_Your assignment_
Copy out the passage below on new neurons in the adult brain word for word, from the first sentence to the last.

_Passage to read_

For many years it was believed that the human brain did not produce new neurons after birth, a process called neurogenesis. However, in the past few decades, researchers have discovered that distinct areas of the adult brain do produce new cells.

Studies have shown that it is these new cells forming the necessary links, or synapses, that allow the older cells to send signals to the new ones.

What remained unclear, though, was whether the new cells could not only receive signals, but also send signals to particular cells that exist within a circuit.

To explore this, researchers in the lab of Shaoyu Ge of Stony Brook University’s Department of Neurobiology and Behavior used a combination of techniques to track the formation of new cells and measure their activity.

Newborn neurons form from cells called progenitors. Progenitor cells are intermediate cells, in that they are only partially formed and different environments and chemicals can cause them to become one of many cell types. Think of them as a basic batter. The same batter can become a pancake, a waffle or a crepe depending on what is done to it.

_Data for analysis_
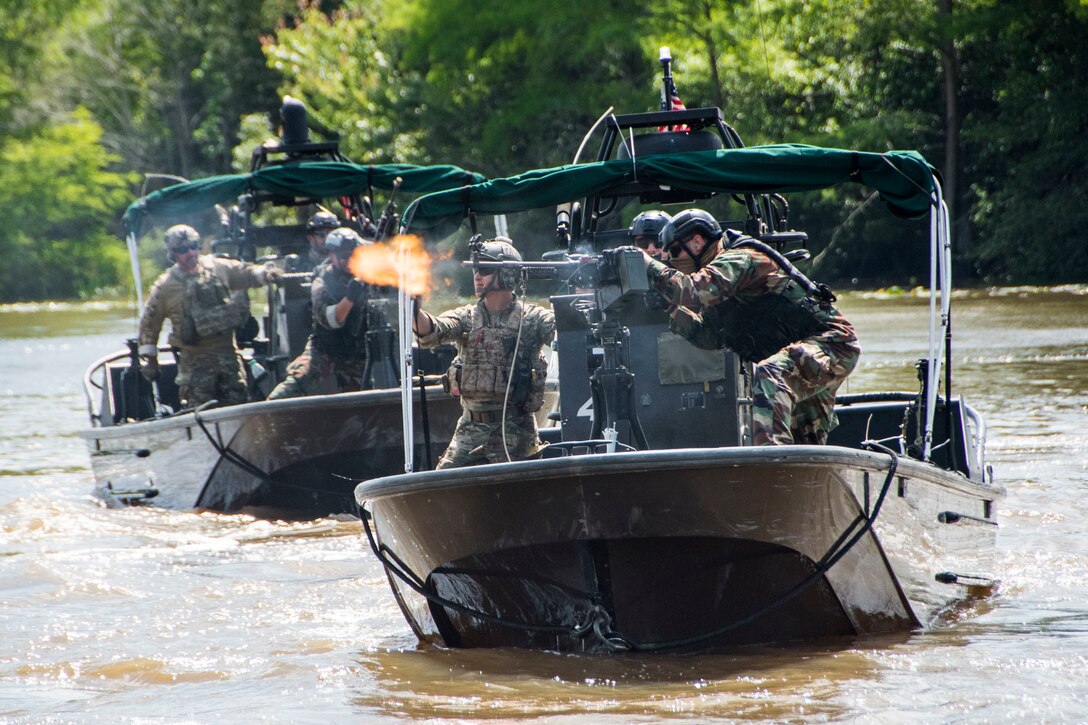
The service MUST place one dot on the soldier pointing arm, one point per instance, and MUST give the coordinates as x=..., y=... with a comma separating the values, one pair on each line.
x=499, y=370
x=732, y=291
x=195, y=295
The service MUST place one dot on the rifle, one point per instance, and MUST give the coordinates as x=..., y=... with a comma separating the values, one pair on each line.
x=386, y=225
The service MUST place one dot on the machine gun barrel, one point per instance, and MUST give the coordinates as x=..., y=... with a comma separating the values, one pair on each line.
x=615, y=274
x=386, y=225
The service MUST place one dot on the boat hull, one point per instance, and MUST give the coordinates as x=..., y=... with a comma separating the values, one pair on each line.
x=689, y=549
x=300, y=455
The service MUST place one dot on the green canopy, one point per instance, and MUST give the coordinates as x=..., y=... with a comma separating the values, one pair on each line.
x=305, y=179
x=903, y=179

==

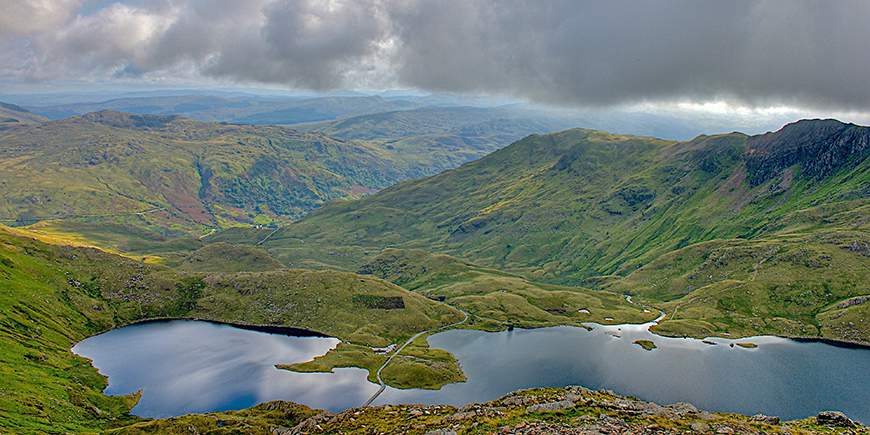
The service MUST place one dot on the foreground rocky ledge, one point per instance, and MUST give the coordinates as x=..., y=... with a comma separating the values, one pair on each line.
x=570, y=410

_Output_
For many years it was believed that the human brain did not produce new neurons after birth, a process called neurogenesis. However, in the past few decades, researchers have discovered that distinct areas of the adult brain do produce new cells.

Studies have shown that it is these new cells forming the necessary links, or synapses, that allow the older cells to send signals to the new ones.

What remained unclear, though, was whether the new cells could not only receive signals, but also send signals to particular cells that exist within a circuit.

To explore this, researchers in the lab of Shaoyu Ge of Stony Brook University’s Department of Neurobiology and Behavior used a combination of techniques to track the formation of new cells and measure their activity.

Newborn neurons form from cells called progenitors. Progenitor cells are intermediate cells, in that they are only partially formed and different environments and chemicals can cause them to become one of many cell types. Think of them as a basic batter. The same batter can become a pancake, a waffle or a crepe depending on what is done to it.